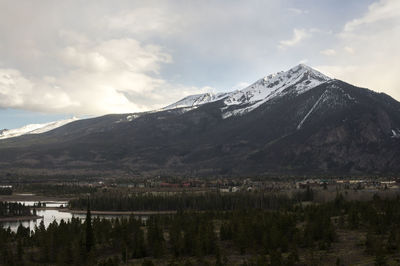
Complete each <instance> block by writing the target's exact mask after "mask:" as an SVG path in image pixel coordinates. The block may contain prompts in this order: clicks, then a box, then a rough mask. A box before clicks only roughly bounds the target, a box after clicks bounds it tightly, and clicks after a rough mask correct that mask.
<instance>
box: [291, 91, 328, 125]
mask: <svg viewBox="0 0 400 266" xmlns="http://www.w3.org/2000/svg"><path fill="white" fill-rule="evenodd" d="M326 92H327V90H326V91H324V93H323V94H322V95H321V96H320V97H319V99H318V100H317V101H316V102H315V104H314V105H313V107H311V109H310V111H308V113H307V114H306V115H305V116H304V118H303V119H302V120H301V121H300V123H299V125H298V126H297V130H299V129H301V127H302V126H303V124H304V122H305V121H306V120H307V118H308V117H309V116H310V114H311V113H312V112H314V110H315V108H316V107H317V106H318V104H319V103H320V102H321V101H322V100H323V99H324V98H325V97H326Z"/></svg>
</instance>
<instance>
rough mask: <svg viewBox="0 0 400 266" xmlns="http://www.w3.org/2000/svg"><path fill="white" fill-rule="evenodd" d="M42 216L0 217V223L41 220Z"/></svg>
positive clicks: (42, 217)
mask: <svg viewBox="0 0 400 266" xmlns="http://www.w3.org/2000/svg"><path fill="white" fill-rule="evenodd" d="M42 218H43V216H37V215H36V216H35V215H32V216H12V217H0V222H24V221H33V220H38V219H42Z"/></svg>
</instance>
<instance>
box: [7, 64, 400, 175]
mask: <svg viewBox="0 0 400 266" xmlns="http://www.w3.org/2000/svg"><path fill="white" fill-rule="evenodd" d="M300 68H301V69H297V70H298V71H292V72H296V73H297V74H296V73H292V74H291V78H292V79H291V78H287V79H284V78H283V77H287V74H290V73H288V72H290V71H286V72H280V77H281V79H279V78H276V77H279V75H275V76H271V77H270V78H269V79H268V78H267V79H266V80H264V81H262V79H261V80H258V81H260V84H261V85H263V86H262V87H260V86H259V87H257V86H256V87H254V86H253V87H251V86H252V85H253V84H254V83H253V84H252V85H250V86H249V87H247V88H248V90H241V92H240V93H239V94H240V95H239V94H238V92H237V91H236V92H233V93H232V95H234V96H233V97H234V98H232V99H235V102H234V104H230V103H232V102H233V100H232V101H231V102H228V104H227V102H226V100H227V99H230V98H228V97H230V96H232V95H230V96H227V97H224V98H220V99H218V100H216V101H210V102H206V103H202V104H199V105H195V106H193V105H191V106H184V107H179V108H173V109H164V110H159V111H157V112H147V113H138V114H121V115H106V116H103V117H97V118H93V119H84V120H79V121H76V122H72V123H69V124H67V125H64V126H62V127H59V128H56V129H54V130H52V131H49V132H46V133H44V134H37V135H25V136H21V137H18V138H11V139H5V140H2V141H0V170H2V171H14V172H18V173H21V171H22V172H23V173H25V174H26V173H32V172H35V173H37V172H40V173H46V174H56V173H58V174H60V173H62V174H66V175H82V174H83V173H84V174H90V175H111V176H112V175H118V176H119V175H123V176H131V177H135V176H154V175H180V176H219V175H221V176H249V175H252V176H254V175H257V176H259V175H305V174H312V175H346V174H357V175H363V174H368V175H379V174H390V175H393V174H394V175H396V173H399V172H400V138H399V136H400V103H399V102H397V101H396V100H394V99H393V98H391V97H390V96H388V95H386V94H383V93H376V92H373V91H371V90H368V89H363V88H359V87H355V86H353V85H351V84H348V83H346V82H343V81H340V80H336V79H330V78H328V77H326V76H324V75H323V74H321V75H323V76H320V75H319V74H318V73H319V72H318V73H317V74H315V76H313V74H314V72H310V70H308V69H306V68H305V67H303V66H300ZM295 70H296V69H295ZM303 77H306V78H303ZM273 78H275V79H279V80H278V82H277V83H276V82H275V81H276V80H275V81H274V82H271V80H273ZM309 79H312V81H311V82H308V81H309ZM258 81H257V82H258ZM287 81H290V82H287ZM257 82H256V83H257ZM313 82H315V86H314V84H313ZM270 84H272V85H270ZM310 84H312V85H310ZM268 86H270V87H268ZM245 89H246V88H245ZM262 89H265V91H261V90H262ZM247 91H251V93H249V94H246V92H247ZM235 93H236V94H235ZM262 93H264V94H262ZM243 95H245V96H247V97H243V98H242V96H243ZM260 95H264V96H265V95H267V96H266V97H265V98H262V97H261V96H260ZM268 97H269V98H268ZM265 99H267V100H265ZM178 102H179V101H178ZM260 102H261V103H260ZM255 105H256V108H252V107H254V106H255ZM177 106H178V105H177ZM249 107H250V108H252V109H251V110H249ZM246 108H247V109H246ZM228 112H229V113H232V114H233V115H230V116H225V114H226V113H228Z"/></svg>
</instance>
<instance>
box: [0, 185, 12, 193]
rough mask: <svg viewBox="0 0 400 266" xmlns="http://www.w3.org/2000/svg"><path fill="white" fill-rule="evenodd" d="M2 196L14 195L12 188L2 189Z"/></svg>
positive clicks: (2, 187) (0, 191)
mask: <svg viewBox="0 0 400 266" xmlns="http://www.w3.org/2000/svg"><path fill="white" fill-rule="evenodd" d="M0 195H12V188H11V187H8V186H6V187H0Z"/></svg>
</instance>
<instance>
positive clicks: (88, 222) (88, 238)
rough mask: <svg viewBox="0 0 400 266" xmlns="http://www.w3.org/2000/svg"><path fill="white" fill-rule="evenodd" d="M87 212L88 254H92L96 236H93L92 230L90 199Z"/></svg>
mask: <svg viewBox="0 0 400 266" xmlns="http://www.w3.org/2000/svg"><path fill="white" fill-rule="evenodd" d="M87 206H88V207H87V212H86V252H88V253H89V252H90V251H91V249H92V247H93V245H94V235H93V228H92V215H91V213H90V201H89V198H88V205H87Z"/></svg>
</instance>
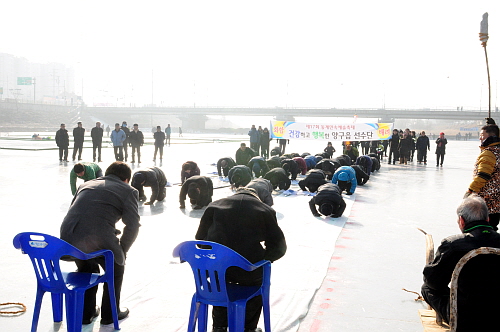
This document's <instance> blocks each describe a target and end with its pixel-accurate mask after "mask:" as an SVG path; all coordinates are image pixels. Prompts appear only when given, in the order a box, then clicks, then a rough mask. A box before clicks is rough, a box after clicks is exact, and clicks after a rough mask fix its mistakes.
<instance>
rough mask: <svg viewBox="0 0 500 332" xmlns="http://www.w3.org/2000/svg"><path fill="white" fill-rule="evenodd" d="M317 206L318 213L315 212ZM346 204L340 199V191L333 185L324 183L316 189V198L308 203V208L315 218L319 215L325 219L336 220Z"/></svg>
mask: <svg viewBox="0 0 500 332" xmlns="http://www.w3.org/2000/svg"><path fill="white" fill-rule="evenodd" d="M316 205H318V206H319V213H318V211H317V210H316ZM345 207H346V204H345V202H344V199H343V198H342V190H341V189H340V187H339V186H338V185H336V184H333V183H326V184H324V185H322V186H320V187H319V188H318V193H317V194H316V196H314V197H313V198H311V200H310V201H309V208H310V209H311V212H312V214H313V215H314V216H315V217H319V216H320V213H321V214H322V215H324V216H327V217H329V216H330V217H332V218H338V217H340V216H342V213H344V210H345Z"/></svg>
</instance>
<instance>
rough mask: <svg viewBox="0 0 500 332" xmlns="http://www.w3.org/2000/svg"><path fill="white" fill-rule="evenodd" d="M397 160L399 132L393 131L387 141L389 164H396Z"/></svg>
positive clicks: (397, 156)
mask: <svg viewBox="0 0 500 332" xmlns="http://www.w3.org/2000/svg"><path fill="white" fill-rule="evenodd" d="M398 159H399V131H398V130H397V129H394V130H393V131H392V136H391V138H390V139H389V164H390V163H391V160H392V164H393V165H394V164H396V160H398Z"/></svg>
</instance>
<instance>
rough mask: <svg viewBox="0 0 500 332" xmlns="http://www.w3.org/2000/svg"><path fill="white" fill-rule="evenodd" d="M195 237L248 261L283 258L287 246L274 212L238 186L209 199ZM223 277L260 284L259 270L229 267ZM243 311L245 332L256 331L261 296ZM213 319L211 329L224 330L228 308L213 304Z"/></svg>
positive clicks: (257, 321)
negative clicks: (223, 246) (223, 245)
mask: <svg viewBox="0 0 500 332" xmlns="http://www.w3.org/2000/svg"><path fill="white" fill-rule="evenodd" d="M195 239H197V240H205V241H213V242H217V243H220V244H222V245H225V246H227V247H229V248H231V249H232V250H234V251H236V252H237V253H239V254H240V255H242V256H243V257H245V258H246V259H248V260H249V261H250V262H251V263H256V262H258V261H261V260H263V259H265V260H269V261H271V262H274V261H276V260H278V259H280V258H281V257H283V255H284V254H285V252H286V248H287V247H286V241H285V236H284V235H283V231H282V230H281V228H280V227H279V225H278V221H277V219H276V211H274V209H273V208H271V207H270V206H269V205H267V204H265V203H263V202H262V201H261V200H260V199H259V197H258V196H257V194H256V193H255V191H254V190H253V189H249V188H238V190H237V191H236V193H235V194H234V195H232V196H229V197H226V198H222V199H219V200H217V201H215V202H212V203H211V204H210V205H209V206H208V207H207V209H206V210H205V212H204V213H203V216H202V217H201V220H200V225H199V227H198V231H197V232H196V235H195ZM261 243H263V245H262V244H261ZM226 280H227V282H229V283H231V284H233V283H234V284H240V285H245V286H253V285H261V284H262V269H260V268H259V269H257V270H255V271H252V272H247V271H243V270H241V269H231V268H230V269H228V270H227V273H226ZM245 310H246V312H245V332H257V331H259V330H260V329H258V328H257V324H258V322H259V317H260V313H261V311H262V297H261V296H260V295H259V296H256V297H254V298H252V299H250V300H249V301H248V302H247V304H246V309H245ZM212 322H213V329H212V331H213V332H225V331H227V327H228V322H227V308H226V307H220V306H214V307H213V309H212Z"/></svg>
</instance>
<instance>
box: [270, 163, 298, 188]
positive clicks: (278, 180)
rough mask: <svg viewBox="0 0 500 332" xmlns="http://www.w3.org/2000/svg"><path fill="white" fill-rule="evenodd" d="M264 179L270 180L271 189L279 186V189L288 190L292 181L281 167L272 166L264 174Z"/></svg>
mask: <svg viewBox="0 0 500 332" xmlns="http://www.w3.org/2000/svg"><path fill="white" fill-rule="evenodd" d="M264 179H267V180H269V181H271V184H272V185H273V189H276V188H278V187H279V188H280V190H288V188H290V185H291V183H292V182H291V181H290V179H289V178H288V174H287V172H286V171H285V170H284V169H283V168H281V167H276V168H273V169H272V170H270V171H269V172H267V173H266V175H264Z"/></svg>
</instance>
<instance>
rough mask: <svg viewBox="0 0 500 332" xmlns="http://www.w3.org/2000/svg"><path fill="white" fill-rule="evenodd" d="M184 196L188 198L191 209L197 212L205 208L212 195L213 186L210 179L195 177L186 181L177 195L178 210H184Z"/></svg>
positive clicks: (211, 181)
mask: <svg viewBox="0 0 500 332" xmlns="http://www.w3.org/2000/svg"><path fill="white" fill-rule="evenodd" d="M186 194H187V195H188V196H189V199H190V202H191V205H193V206H194V207H193V209H195V210H198V209H201V208H203V207H204V206H207V205H208V204H209V203H210V202H211V201H212V195H213V194H214V185H213V183H212V179H210V178H209V177H207V176H202V175H195V176H192V177H190V178H189V179H187V180H186V181H185V182H184V183H183V184H182V188H181V192H180V194H179V203H180V208H181V209H184V208H185V207H186V205H185V204H184V201H185V200H186Z"/></svg>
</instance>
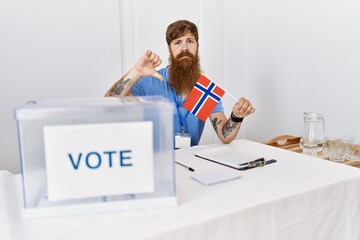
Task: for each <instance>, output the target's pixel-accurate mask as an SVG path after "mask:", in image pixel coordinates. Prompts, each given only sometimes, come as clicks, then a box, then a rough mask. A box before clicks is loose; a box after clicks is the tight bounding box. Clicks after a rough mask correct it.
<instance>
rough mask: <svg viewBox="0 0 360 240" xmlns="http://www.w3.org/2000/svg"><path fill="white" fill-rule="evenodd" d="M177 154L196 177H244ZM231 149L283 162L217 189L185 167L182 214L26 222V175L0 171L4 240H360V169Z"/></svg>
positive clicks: (184, 151)
mask: <svg viewBox="0 0 360 240" xmlns="http://www.w3.org/2000/svg"><path fill="white" fill-rule="evenodd" d="M216 146H220V144H214V145H208V146H198V147H195V148H190V149H187V150H184V149H181V150H177V151H176V159H177V160H178V161H181V162H182V163H186V164H188V165H191V167H193V168H194V169H195V170H196V171H209V170H211V169H212V170H214V169H215V170H216V169H218V170H221V171H236V170H233V169H230V168H225V167H223V166H221V165H218V164H214V163H211V162H207V161H204V160H201V159H199V158H196V157H194V156H193V154H194V153H195V152H197V151H199V150H201V149H205V148H210V147H216ZM229 147H231V148H234V149H237V150H241V151H243V152H246V153H249V154H256V155H257V154H261V155H264V156H266V157H272V158H275V159H277V161H278V162H277V163H274V164H270V165H268V166H265V167H260V168H256V169H251V170H247V171H238V173H239V174H240V176H241V178H240V179H237V180H233V181H229V182H225V183H220V184H216V185H212V186H205V185H202V184H200V183H198V182H196V181H194V180H192V179H191V178H190V176H191V174H193V173H192V172H190V171H188V170H187V169H186V168H184V167H181V166H178V165H177V169H176V175H177V195H178V199H179V205H178V206H177V207H169V208H158V209H147V210H138V211H119V212H112V213H101V214H100V213H99V214H91V215H90V214H89V215H82V216H71V217H58V218H47V219H33V220H23V219H22V215H21V209H22V191H21V175H11V174H9V173H6V172H4V171H0V197H1V198H0V238H1V240H5V239H7V238H8V239H34V240H35V239H36V240H41V239H46V240H50V239H107V240H108V239H127V240H128V239H156V240H158V239H171V240H176V239H196V240H199V239H206V240H208V239H222V240H223V239H242V240H243V239H244V240H246V239H251V240H296V239H299V240H300V239H301V240H311V239H316V240H321V239H324V240H332V239H333V240H339V239H341V240H350V239H352V240H358V239H360V227H359V226H360V170H359V169H357V168H353V167H350V166H346V165H341V164H336V163H332V162H329V161H324V160H322V159H318V158H313V157H309V156H305V155H302V154H299V153H294V152H290V151H286V150H282V149H278V148H274V147H270V146H267V145H263V144H261V143H255V142H251V141H247V140H237V141H234V142H233V143H231V144H230V145H229Z"/></svg>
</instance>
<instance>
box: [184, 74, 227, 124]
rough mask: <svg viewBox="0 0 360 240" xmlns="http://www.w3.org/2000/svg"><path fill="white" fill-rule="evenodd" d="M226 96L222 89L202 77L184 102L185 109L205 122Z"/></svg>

§ Required action:
Quote the material word for word, from its beginning through the line containing "box: [291, 91, 328, 125]", leaving out the pictures.

§ Exercise solution:
Complete each <instance> block by writing the target's exact mask after "mask:" as an SVG path in image pixel coordinates. The block may contain prompts in this order: clicks, then a box, then a rough mask. A box before clicks only roughly bounds the target, a box after clicks bounds it tightly, and clicks after a rough mask correct that mask.
<instance>
box: [291, 91, 328, 125]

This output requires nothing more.